# Start of SOURCE DOCUMENT

The truth about office romances

About the author

Chana is a journalist based in New York City, writing about business, finance, and workplace life. She has written for The Wall Street Journal and spent more than a decade at Forbes, including three years as a Tokyo-based foreign correspondent.

Are office romances all they are cut out to be? (Thinkstock)

Are office romances all they are cut out to be? (Thinkstock)

Q. In office romances between a boss and a junior employee, what is the ethical line between a relationship based on mutual affection and attraction, and a coercive one where the superior has the power? Does it matter whether the boss and the employee are male or female? 

Let’s dispel two myths about office romances: you can’t keep them a secret from colleagues, and there’s always a power dynamic when the two people involved aren’t peers. “In the end, truth will out,” Shakespeare wrote.

# End of SOURCE DOCUMENT
# Start of PROVIDED RECORDS

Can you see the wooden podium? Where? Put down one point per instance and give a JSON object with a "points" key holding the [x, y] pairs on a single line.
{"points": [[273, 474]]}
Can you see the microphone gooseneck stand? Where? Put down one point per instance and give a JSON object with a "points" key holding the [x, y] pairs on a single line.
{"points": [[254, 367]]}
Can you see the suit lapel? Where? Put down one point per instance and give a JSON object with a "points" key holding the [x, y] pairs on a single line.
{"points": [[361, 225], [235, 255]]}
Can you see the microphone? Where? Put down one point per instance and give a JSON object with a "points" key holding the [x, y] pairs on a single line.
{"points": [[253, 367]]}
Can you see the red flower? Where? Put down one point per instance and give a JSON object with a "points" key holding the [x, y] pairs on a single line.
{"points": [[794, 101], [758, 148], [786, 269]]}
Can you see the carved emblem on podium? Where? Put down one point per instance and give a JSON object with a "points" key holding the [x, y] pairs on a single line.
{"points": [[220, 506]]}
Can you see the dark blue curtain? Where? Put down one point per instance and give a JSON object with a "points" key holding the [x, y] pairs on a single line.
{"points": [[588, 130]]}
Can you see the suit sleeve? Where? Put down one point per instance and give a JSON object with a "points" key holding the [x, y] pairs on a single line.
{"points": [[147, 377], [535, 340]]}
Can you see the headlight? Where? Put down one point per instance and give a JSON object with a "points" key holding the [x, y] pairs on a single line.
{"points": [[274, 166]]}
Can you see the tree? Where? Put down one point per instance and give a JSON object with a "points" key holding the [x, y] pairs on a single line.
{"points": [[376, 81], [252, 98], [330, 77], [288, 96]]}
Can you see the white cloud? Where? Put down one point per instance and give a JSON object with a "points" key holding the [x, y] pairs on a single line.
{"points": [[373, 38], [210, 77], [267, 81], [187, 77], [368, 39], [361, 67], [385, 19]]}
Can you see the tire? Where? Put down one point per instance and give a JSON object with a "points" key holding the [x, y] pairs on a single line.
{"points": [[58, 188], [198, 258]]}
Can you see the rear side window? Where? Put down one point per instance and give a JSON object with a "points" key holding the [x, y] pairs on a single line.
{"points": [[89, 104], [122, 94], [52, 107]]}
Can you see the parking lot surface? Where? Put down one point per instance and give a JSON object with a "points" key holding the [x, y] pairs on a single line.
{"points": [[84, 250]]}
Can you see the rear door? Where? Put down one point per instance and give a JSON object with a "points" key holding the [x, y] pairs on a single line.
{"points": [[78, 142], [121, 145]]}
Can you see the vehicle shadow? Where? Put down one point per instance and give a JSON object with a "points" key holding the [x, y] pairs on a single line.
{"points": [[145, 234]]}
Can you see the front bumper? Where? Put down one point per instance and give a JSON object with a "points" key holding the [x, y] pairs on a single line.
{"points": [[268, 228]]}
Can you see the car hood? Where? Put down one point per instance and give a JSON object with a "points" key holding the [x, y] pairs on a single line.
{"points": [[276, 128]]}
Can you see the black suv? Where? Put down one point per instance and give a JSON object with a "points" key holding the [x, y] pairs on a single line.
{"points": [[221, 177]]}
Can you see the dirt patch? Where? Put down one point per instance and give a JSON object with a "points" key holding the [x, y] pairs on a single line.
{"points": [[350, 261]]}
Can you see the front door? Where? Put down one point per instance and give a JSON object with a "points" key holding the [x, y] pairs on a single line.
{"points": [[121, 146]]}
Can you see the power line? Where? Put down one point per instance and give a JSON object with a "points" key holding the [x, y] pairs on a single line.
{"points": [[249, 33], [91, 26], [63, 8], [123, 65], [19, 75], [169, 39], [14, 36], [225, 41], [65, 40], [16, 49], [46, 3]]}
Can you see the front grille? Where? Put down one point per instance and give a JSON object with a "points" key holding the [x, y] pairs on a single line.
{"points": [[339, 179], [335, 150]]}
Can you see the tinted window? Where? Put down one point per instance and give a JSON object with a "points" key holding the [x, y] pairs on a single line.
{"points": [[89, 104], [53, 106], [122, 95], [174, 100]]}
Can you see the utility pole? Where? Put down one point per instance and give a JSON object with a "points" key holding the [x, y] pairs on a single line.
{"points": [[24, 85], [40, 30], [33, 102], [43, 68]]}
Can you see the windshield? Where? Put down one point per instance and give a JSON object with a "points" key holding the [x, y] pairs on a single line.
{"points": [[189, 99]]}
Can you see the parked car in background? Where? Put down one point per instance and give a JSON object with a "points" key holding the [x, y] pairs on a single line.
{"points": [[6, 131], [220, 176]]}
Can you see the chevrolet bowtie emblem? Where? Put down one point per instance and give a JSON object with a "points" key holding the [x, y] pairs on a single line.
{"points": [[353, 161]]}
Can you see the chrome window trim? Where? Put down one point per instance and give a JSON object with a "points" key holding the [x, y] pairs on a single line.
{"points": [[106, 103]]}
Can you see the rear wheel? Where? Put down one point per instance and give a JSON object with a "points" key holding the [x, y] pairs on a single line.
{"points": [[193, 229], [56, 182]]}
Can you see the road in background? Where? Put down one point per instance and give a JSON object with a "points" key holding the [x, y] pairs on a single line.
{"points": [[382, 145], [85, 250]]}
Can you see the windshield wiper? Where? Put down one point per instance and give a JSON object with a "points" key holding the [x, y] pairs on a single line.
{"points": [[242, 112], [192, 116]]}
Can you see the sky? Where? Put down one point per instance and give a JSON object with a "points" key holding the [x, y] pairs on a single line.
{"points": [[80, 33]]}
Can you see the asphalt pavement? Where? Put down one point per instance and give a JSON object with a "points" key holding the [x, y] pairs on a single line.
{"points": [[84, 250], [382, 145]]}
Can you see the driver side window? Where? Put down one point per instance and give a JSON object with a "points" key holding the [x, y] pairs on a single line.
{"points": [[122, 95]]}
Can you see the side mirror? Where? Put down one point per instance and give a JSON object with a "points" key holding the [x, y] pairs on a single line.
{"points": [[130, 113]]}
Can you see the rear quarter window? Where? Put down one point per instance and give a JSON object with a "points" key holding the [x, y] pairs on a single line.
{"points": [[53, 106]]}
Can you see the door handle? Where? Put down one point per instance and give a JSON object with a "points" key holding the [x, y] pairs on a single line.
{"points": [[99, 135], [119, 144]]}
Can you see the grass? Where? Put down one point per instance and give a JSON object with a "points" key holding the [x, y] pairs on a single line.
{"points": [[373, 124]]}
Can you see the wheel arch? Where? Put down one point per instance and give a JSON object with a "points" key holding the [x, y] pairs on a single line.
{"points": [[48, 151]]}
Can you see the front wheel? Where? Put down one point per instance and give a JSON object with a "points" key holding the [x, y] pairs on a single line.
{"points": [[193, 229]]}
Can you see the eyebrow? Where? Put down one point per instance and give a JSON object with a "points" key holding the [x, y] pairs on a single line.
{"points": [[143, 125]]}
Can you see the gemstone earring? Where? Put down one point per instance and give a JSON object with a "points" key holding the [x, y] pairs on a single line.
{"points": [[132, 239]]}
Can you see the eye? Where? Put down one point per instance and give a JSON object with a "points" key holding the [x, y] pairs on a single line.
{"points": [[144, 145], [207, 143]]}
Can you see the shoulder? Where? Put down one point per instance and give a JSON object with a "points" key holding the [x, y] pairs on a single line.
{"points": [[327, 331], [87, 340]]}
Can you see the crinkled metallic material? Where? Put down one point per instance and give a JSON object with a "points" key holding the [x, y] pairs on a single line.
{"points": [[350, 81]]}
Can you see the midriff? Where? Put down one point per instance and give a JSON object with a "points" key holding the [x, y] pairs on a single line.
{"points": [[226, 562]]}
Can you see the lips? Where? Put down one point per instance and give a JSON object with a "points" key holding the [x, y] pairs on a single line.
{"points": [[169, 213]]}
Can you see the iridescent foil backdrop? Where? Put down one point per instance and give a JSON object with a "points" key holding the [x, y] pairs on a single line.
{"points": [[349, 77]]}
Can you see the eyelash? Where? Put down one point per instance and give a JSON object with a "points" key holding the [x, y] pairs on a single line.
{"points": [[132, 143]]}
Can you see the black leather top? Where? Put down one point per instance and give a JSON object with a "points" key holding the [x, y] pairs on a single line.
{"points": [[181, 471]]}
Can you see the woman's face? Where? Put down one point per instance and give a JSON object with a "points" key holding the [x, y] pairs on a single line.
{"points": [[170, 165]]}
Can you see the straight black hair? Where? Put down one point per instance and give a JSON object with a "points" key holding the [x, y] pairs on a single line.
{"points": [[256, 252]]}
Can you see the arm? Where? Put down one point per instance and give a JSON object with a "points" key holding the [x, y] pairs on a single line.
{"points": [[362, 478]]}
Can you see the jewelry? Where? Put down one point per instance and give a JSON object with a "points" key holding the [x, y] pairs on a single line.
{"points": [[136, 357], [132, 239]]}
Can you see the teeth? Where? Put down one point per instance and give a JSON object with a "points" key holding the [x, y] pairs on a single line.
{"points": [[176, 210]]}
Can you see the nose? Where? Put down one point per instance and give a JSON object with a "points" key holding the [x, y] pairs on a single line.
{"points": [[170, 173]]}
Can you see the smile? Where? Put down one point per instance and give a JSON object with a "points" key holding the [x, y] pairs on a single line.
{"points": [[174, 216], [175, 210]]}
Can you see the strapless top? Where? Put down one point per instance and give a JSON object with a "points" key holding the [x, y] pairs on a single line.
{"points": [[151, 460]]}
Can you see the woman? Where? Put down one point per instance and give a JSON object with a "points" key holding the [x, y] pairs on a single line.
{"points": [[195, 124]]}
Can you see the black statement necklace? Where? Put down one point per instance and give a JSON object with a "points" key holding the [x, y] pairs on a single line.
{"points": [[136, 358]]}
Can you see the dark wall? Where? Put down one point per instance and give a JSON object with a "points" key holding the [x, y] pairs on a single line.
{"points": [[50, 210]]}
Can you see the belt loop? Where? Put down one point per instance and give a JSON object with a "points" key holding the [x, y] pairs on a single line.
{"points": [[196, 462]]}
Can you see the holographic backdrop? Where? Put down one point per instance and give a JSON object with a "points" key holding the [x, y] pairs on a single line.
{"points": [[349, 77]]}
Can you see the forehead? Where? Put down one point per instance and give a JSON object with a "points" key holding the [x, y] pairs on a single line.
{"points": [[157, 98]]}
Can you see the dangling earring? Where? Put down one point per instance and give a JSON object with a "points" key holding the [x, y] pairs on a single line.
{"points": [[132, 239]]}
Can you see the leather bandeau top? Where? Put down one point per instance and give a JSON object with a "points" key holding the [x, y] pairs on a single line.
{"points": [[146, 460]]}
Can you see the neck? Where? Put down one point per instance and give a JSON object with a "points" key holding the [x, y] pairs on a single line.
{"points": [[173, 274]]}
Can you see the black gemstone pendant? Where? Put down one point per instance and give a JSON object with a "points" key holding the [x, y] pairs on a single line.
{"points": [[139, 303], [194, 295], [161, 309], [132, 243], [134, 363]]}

# End of PROVIDED RECORDS
# Start of PROVIDED RECORDS

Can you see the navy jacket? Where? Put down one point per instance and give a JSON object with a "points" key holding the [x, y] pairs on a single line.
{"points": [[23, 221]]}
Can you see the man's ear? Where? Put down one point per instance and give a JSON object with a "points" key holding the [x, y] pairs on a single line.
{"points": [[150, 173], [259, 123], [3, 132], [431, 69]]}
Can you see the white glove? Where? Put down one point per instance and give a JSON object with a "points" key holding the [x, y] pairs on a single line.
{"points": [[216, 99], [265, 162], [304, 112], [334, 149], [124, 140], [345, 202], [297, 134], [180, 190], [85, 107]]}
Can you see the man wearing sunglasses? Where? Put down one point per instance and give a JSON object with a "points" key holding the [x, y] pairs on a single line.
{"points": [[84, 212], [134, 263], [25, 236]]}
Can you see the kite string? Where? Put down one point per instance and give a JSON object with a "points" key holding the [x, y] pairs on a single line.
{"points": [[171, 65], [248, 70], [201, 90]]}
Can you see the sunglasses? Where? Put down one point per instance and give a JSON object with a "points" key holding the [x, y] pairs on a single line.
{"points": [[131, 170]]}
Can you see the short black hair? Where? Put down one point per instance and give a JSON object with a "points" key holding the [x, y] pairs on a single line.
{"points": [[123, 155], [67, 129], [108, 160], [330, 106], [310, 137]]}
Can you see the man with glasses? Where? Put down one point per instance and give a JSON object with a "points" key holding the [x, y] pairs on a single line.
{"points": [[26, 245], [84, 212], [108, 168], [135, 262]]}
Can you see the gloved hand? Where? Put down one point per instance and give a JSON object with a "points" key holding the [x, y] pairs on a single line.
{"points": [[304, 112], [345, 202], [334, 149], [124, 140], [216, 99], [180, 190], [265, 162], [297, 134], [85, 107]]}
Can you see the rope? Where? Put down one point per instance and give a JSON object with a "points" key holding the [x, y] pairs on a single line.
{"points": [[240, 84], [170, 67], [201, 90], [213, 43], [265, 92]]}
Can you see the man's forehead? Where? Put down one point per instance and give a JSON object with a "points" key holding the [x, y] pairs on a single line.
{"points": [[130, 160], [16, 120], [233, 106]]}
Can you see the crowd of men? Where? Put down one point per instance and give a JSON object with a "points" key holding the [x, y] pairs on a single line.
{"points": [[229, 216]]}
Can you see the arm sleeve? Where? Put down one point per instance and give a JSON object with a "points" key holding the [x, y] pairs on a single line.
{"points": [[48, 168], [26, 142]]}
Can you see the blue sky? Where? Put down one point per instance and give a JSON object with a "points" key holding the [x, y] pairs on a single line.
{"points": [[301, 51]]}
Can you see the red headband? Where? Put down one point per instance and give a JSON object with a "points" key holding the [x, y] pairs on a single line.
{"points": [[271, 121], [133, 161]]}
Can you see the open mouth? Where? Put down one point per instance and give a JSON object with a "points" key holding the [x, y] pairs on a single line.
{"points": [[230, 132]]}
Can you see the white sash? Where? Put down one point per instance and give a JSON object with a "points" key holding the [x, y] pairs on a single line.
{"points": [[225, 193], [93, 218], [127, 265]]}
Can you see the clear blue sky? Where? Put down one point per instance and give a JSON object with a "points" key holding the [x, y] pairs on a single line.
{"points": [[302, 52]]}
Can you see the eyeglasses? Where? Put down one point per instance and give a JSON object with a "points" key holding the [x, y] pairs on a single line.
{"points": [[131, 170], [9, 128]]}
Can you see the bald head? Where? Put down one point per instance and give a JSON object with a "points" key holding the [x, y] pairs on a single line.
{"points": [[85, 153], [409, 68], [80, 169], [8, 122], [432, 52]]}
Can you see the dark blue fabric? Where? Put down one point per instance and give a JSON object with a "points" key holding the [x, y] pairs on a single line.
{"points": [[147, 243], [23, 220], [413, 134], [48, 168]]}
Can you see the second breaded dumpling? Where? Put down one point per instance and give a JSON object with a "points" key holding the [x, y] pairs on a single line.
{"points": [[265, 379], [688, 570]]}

# End of PROVIDED RECORDS

### EXERCISE AIM
Write out the part of the article on office romances that opens with the words containing "Chana is a journalist" and closes with "Tokyo-based foreign correspondent.", substituting "Chicago" for "New York City". The records are not needed.

### SOLUTION TO THIS TASK
Chana is a journalist based in Chicago, writing about business, finance, and workplace life. She has written for The Wall Street Journal and spent more than a decade at Forbes, including three years as a Tokyo-based foreign correspondent.